* Listed records
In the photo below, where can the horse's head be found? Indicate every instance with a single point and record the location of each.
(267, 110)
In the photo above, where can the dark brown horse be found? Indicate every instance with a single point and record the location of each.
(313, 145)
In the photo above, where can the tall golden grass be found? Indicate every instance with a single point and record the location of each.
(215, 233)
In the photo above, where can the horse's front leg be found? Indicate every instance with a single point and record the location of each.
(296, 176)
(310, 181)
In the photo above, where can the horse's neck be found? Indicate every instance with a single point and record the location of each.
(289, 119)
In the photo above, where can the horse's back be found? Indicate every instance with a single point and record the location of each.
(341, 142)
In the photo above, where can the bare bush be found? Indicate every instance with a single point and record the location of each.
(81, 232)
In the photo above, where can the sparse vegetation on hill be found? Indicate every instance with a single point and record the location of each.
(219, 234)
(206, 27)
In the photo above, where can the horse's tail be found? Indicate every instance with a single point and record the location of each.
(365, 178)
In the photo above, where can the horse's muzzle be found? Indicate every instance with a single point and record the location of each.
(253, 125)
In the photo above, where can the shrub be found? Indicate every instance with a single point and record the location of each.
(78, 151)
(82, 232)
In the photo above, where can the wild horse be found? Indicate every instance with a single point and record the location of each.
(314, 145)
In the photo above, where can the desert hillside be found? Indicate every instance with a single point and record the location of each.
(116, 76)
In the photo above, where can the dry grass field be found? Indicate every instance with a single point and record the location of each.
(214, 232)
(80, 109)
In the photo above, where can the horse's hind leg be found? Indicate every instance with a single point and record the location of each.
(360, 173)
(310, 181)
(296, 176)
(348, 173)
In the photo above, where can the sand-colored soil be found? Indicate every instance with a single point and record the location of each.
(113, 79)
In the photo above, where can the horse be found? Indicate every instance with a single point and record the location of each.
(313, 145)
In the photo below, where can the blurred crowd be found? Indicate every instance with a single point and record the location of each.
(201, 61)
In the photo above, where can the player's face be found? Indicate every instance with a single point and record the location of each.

* Your instructions
Reproduce word for word the lines of the material, beginning with the line that contains "In the photo above, where can the sand-colored" and continuing through the last line of the material.

* Result below
In the photo above, where can the sand-colored soil be found? Indicate every instance with a single point and record the location of each.
(113, 79)
In the photo above, where can the horse be found? Indicate every instance with a single point and record the location of each.
(313, 145)
In the photo below, where can the blurred crowd be found? Indicate every instance with a single point and record the location of each.
(201, 61)
In the photo above, where can the player's face be found? Indicate every instance with a single point and record the location of each.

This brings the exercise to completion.